Output the line that contains "Put a point on every instance of the framed picture." and every line after it to the end of the entries, with nothing added or left out.

--- Study material Enclosed Below ---

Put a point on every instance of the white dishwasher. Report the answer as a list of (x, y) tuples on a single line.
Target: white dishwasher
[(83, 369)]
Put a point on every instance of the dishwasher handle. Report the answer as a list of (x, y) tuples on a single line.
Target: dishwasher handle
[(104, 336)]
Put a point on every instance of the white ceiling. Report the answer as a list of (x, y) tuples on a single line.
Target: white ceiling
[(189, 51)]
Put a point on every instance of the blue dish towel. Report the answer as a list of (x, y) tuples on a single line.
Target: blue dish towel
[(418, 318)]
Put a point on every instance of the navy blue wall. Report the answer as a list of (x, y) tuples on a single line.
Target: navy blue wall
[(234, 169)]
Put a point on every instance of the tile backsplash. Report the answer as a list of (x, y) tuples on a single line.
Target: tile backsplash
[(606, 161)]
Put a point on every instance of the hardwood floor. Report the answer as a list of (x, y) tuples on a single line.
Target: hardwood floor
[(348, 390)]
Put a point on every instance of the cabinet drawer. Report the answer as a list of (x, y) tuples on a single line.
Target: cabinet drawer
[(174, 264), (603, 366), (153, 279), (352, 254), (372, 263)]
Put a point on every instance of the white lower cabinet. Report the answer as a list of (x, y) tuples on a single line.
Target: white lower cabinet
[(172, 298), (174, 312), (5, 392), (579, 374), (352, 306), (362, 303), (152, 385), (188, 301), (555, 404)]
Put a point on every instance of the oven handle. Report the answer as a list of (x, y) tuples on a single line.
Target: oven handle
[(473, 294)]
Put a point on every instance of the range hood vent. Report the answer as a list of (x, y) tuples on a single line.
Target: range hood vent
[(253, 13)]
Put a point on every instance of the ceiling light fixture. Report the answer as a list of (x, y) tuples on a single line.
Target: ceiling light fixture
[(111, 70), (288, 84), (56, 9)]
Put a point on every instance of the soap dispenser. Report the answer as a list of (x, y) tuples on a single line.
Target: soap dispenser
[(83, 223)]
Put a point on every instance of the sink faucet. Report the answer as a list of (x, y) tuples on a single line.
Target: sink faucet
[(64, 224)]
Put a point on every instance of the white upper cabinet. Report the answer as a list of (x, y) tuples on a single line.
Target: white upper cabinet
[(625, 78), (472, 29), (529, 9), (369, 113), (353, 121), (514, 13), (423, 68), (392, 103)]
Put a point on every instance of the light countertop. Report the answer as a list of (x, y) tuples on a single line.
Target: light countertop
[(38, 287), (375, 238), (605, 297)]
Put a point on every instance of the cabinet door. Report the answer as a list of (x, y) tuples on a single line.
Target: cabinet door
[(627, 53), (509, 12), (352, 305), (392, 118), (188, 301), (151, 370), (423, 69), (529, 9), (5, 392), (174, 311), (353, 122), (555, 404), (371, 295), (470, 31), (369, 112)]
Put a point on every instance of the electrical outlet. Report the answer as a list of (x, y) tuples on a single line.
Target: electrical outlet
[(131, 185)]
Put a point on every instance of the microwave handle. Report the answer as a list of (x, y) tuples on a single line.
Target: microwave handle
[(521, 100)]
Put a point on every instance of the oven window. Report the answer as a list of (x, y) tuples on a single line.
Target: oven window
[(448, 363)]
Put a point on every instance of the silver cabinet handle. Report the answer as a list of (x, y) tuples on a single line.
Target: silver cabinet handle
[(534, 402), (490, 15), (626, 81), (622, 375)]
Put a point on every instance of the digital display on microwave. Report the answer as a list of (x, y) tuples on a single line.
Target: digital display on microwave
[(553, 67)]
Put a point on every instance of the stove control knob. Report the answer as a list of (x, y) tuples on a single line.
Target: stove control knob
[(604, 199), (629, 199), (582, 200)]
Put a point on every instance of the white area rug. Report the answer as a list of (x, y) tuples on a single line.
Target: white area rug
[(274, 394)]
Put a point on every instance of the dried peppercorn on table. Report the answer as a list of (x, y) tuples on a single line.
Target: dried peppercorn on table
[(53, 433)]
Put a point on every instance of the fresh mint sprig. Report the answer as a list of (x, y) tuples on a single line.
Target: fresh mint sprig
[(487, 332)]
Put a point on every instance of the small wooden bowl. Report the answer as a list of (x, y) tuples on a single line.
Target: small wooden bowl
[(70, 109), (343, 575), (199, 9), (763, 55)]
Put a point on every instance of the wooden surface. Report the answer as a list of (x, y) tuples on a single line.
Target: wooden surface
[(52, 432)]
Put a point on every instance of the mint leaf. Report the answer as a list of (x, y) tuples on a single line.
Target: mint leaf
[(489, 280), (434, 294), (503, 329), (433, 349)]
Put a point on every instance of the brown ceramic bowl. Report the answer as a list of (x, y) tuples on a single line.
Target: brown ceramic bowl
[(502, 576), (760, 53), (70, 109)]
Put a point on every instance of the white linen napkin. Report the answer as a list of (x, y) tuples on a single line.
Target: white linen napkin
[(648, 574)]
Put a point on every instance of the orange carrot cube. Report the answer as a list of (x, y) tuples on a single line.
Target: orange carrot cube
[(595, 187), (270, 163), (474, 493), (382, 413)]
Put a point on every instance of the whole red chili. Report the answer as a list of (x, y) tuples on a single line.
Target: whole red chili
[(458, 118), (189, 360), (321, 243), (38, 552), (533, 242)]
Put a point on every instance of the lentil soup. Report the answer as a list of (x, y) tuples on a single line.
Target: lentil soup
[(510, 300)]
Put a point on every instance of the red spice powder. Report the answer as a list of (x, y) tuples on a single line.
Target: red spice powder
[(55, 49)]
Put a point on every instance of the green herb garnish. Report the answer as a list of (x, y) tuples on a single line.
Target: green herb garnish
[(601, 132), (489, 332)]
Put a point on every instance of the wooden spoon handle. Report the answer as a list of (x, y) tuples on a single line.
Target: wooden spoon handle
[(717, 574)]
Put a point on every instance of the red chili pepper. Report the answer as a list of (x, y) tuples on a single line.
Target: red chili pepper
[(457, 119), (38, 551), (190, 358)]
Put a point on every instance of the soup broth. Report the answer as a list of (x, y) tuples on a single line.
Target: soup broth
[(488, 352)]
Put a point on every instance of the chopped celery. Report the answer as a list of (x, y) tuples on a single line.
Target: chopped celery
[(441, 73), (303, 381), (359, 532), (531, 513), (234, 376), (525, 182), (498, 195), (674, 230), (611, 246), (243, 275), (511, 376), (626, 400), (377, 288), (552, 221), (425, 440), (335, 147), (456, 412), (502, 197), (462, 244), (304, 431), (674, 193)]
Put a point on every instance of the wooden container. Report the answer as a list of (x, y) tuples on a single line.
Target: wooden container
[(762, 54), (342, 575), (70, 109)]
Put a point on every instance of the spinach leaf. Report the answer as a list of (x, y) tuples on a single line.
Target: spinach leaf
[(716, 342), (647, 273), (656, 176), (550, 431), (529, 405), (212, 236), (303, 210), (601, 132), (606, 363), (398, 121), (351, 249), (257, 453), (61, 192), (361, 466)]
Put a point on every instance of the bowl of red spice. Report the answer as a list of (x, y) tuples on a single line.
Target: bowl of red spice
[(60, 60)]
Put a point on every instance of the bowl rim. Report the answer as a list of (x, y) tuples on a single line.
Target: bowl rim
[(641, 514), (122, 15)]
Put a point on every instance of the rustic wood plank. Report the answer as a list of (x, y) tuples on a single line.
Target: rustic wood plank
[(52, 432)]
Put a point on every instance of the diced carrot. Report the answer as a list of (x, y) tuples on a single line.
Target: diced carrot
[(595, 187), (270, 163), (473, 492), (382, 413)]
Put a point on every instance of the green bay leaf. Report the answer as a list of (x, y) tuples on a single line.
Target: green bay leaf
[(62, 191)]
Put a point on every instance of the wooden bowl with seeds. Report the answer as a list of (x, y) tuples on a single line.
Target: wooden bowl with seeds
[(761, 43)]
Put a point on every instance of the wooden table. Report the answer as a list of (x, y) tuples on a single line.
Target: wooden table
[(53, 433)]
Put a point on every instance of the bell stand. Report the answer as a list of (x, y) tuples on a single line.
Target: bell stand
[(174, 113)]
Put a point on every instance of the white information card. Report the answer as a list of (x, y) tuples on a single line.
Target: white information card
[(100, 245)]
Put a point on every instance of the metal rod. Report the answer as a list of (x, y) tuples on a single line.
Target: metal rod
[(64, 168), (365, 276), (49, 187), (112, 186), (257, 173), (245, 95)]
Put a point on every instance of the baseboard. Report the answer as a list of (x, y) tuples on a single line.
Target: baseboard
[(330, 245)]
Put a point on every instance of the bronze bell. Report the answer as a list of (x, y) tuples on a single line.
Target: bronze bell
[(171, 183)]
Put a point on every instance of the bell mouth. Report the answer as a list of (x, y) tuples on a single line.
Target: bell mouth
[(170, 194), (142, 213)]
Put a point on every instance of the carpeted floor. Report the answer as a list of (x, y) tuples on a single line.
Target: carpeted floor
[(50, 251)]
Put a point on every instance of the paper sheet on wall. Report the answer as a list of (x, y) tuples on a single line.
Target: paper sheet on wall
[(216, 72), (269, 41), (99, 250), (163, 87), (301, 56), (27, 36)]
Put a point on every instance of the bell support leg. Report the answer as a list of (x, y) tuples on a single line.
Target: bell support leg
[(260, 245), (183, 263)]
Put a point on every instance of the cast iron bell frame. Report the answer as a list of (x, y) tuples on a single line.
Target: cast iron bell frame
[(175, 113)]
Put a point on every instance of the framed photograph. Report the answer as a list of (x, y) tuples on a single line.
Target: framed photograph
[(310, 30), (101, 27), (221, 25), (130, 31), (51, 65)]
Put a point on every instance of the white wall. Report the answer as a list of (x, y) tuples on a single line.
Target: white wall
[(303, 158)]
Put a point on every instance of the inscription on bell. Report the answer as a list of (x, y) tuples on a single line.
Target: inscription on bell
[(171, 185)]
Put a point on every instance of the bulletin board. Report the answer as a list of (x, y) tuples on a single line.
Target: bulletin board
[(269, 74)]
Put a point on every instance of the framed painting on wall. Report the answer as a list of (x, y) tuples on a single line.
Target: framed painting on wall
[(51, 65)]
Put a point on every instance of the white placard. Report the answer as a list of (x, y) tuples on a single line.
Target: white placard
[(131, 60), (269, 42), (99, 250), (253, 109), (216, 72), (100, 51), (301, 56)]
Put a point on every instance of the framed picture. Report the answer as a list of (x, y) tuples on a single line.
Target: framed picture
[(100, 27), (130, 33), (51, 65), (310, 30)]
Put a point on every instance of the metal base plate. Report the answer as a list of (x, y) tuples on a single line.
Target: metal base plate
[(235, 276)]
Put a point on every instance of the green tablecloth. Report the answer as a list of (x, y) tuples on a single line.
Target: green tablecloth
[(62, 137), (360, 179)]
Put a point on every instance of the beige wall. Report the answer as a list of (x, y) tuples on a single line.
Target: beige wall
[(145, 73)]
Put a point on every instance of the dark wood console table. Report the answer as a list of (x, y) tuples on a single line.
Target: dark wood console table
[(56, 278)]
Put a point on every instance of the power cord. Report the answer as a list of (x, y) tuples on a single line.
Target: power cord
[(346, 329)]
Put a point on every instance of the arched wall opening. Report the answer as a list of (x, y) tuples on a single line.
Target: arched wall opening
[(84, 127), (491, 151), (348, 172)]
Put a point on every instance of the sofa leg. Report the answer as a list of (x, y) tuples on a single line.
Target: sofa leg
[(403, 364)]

--- End of Enclosed Study material ---

Finished task
Put a point on every instance of the framed picture. Report the answer as a list of (x, y) tuples on a single line.
Target: framed picture
[(100, 27), (130, 33), (51, 65), (310, 30)]
Put a point on every instance of the metal base plate. Report the answer as a list of (x, y) tuples on a single line.
Target: metal base plate
[(235, 276)]
Put a point on every instance of the green tablecloth. Report the answer as a list of (x, y) tuples on a single line.
Target: green tablecloth
[(62, 137), (360, 179)]
Put a point on every instance of the beige wall. Report the answer as a list of (x, y) tuples on a single line.
Target: beige wall
[(145, 73)]
Put a point on every instance of the dark wood console table. Report the answer as a list of (x, y) tuples on a single line.
Target: dark wood console table
[(56, 278)]
Put a point on every instance of the power cord. Report the answer as a list of (x, y) tuples on a single line.
Target: power cord
[(346, 329)]
Put a point on every instance of the arched wall opening. Report the answer as a list of (x, y) tuples on a single line.
Target: arched wall opening
[(84, 127), (491, 151), (348, 172)]
Put a point on every instance of the sofa leg. Report the answer as a list of (x, y) tuples on a single line.
Target: sofa leg
[(403, 364)]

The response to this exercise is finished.